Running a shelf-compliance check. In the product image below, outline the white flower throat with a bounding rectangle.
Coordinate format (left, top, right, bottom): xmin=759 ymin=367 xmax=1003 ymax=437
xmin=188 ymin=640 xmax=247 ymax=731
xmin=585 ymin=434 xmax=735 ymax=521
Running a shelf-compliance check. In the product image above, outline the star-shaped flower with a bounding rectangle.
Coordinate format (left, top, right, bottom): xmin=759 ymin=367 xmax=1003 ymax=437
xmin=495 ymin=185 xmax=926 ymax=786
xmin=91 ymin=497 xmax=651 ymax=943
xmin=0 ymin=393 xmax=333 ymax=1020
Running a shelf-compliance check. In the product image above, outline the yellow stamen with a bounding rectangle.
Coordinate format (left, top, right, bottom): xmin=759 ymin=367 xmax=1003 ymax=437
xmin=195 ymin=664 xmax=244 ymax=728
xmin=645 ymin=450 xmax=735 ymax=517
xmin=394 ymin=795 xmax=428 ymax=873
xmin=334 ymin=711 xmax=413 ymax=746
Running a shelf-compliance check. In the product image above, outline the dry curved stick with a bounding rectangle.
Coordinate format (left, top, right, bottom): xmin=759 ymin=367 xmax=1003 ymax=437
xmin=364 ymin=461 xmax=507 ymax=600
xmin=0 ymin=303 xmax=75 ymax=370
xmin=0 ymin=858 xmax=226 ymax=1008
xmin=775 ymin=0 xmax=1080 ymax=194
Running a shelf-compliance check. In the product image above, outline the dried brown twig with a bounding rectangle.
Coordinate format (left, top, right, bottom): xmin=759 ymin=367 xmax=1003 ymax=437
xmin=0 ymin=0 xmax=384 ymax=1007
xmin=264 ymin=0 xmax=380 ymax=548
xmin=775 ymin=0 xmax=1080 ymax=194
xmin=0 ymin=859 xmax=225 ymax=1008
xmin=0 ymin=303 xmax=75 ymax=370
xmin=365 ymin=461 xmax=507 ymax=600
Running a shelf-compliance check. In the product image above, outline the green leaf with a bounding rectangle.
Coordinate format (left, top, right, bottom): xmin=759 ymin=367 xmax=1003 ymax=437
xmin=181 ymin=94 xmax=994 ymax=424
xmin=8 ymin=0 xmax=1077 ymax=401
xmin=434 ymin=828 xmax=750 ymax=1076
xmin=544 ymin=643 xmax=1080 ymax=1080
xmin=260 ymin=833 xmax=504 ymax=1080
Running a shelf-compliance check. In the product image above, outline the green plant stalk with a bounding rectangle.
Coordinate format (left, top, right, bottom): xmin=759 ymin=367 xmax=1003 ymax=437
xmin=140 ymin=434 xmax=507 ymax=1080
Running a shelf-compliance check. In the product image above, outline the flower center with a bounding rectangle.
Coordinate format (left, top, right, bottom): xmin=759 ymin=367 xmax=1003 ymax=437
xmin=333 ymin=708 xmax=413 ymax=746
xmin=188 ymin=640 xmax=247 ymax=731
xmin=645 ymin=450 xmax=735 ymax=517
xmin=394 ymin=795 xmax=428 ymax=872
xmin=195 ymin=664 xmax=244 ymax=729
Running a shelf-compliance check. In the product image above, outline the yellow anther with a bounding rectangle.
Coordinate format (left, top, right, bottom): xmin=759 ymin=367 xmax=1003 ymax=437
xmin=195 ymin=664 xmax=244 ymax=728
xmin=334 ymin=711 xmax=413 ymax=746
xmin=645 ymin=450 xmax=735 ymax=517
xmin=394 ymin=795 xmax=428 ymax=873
++++++++
- [Problem to work on]: Reproduce only the lines from the one containing "stalk with a bounding rectangle." through the end of the data, requests included. Scale every bounding-box coordinate in the answers by 1.55 and round to whole numbers, rounding halves up, while leaving the requests and their coordinate-format samples unchanged.

- [Complete output]:
Running a shelf-compliance check. In the product image above, outline the green plant stalk with a bounding rectangle.
Coordinate format (left, top, right, bottom): xmin=759 ymin=367 xmax=1003 ymax=437
xmin=217 ymin=673 xmax=786 ymax=1674
Running a shelf-compliance check. In the product image above, outline the flower center with a bounding rectangle.
Coordinate format (left, top, right, bottom): xmin=759 ymin=367 xmax=1003 ymax=437
xmin=516 ymin=1097 xmax=640 ymax=1156
xmin=291 ymin=992 xmax=383 ymax=1133
xmin=1000 ymin=698 xmax=1139 ymax=801
xmin=611 ymin=1232 xmax=663 ymax=1352
xmin=302 ymin=1029 xmax=378 ymax=1130
Running a shelf-compliance check. In the product image above, outline the yellow anther with a bounding rectangle.
Coordinate format (left, top, right, bottom): xmin=759 ymin=367 xmax=1003 ymax=437
xmin=302 ymin=1029 xmax=378 ymax=1128
xmin=518 ymin=1102 xmax=640 ymax=1156
xmin=1000 ymin=698 xmax=1139 ymax=801
xmin=611 ymin=1232 xmax=663 ymax=1353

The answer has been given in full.